Dataset —

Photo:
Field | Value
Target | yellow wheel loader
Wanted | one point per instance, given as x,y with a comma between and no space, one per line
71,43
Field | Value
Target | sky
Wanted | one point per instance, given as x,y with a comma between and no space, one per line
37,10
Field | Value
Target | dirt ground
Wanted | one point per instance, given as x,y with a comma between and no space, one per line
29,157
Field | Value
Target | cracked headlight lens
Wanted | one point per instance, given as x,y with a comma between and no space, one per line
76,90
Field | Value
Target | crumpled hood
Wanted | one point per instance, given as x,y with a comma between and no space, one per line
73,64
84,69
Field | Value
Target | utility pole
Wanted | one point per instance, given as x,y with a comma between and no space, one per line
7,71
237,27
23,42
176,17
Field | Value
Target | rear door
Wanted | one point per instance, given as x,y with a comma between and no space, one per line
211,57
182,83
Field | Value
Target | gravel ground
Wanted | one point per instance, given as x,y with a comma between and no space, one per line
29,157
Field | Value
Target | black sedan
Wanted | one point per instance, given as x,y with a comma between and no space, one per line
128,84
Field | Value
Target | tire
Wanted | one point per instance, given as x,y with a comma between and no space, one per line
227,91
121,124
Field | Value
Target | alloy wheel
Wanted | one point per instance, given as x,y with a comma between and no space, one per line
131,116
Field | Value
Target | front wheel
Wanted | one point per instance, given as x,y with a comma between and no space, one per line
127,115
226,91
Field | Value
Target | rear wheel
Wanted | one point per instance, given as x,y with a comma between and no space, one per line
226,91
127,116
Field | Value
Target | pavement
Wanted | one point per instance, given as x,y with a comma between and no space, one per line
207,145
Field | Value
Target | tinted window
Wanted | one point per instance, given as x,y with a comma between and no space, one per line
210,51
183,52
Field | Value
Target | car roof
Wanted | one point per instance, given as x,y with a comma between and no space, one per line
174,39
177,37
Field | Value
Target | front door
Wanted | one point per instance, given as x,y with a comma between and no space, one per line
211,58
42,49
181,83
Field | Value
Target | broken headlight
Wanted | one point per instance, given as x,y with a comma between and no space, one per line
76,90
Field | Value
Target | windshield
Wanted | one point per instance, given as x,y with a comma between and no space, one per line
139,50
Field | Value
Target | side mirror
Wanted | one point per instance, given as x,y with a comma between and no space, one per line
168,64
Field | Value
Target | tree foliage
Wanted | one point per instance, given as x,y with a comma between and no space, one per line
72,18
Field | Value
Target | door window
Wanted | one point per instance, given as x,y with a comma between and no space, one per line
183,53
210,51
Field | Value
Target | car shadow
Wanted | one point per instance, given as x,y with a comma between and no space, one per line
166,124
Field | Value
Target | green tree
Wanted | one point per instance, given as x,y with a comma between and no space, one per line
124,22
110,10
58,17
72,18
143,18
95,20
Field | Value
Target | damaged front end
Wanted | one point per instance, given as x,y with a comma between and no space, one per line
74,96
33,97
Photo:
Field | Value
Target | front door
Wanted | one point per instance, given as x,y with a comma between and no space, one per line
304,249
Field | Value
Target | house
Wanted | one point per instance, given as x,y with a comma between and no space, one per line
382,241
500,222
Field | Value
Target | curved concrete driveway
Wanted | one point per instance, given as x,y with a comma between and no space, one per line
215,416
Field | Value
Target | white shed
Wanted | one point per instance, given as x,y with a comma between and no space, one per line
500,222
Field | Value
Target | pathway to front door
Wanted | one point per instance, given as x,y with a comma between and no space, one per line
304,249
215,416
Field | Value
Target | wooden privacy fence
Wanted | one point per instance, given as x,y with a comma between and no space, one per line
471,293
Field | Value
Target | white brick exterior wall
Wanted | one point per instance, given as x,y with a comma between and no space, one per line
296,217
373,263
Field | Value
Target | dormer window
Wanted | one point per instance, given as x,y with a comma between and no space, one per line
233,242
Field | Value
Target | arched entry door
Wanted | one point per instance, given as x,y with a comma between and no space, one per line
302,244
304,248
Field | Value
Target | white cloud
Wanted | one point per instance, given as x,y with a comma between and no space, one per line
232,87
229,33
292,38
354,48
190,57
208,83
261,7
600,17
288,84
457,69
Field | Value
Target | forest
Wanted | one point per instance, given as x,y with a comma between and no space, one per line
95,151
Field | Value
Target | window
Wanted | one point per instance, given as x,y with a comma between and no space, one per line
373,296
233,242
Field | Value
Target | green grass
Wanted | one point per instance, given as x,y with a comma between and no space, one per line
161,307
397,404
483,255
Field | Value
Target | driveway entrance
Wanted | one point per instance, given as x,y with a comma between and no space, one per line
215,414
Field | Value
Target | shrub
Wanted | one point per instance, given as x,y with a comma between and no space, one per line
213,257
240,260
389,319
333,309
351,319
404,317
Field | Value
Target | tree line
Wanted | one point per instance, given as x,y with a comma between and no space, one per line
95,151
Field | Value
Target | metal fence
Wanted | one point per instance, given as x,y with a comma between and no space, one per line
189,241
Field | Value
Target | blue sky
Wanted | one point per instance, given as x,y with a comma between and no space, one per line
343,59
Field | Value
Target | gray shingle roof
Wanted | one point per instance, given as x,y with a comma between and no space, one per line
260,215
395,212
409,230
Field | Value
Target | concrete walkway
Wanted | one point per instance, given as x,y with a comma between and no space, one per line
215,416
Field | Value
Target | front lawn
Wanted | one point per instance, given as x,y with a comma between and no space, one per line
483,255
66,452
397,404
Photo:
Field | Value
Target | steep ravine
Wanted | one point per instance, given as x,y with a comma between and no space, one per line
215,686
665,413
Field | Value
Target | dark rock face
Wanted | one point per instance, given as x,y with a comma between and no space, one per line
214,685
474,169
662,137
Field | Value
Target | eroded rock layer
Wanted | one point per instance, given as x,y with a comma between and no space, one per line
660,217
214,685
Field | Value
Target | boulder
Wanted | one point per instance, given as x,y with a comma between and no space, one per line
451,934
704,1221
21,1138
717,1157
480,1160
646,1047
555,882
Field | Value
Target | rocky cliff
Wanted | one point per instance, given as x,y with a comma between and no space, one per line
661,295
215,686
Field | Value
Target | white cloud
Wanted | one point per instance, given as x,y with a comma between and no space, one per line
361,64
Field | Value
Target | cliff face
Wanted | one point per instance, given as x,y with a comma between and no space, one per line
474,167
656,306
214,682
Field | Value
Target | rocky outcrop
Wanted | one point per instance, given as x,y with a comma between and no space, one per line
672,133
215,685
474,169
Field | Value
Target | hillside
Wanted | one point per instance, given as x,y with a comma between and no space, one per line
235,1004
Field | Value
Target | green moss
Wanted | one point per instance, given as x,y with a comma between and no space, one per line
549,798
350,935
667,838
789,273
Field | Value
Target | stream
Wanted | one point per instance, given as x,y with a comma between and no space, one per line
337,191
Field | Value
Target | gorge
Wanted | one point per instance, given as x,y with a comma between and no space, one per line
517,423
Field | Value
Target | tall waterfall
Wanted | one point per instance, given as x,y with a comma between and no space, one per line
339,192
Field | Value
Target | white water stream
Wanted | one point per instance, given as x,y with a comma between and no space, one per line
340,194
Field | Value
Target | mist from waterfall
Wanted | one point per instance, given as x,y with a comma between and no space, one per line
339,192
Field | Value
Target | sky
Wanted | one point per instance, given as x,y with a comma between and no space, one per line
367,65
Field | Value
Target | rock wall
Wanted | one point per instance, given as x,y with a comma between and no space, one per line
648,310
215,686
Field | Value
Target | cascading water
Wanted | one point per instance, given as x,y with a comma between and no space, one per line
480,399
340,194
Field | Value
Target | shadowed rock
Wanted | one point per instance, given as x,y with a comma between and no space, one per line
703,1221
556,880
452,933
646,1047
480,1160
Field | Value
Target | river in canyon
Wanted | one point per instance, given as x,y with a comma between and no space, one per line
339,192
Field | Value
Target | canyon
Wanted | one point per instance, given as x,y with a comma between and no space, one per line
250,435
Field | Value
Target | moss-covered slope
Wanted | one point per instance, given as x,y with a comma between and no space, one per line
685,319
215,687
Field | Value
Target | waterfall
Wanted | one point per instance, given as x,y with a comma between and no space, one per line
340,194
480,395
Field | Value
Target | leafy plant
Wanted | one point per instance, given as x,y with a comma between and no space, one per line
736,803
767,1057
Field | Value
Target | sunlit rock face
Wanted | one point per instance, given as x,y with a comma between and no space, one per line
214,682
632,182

Problem to solve — How many lines in the entries above contain the string "roof"? Reply with the number alone.

Answer to the problem — 2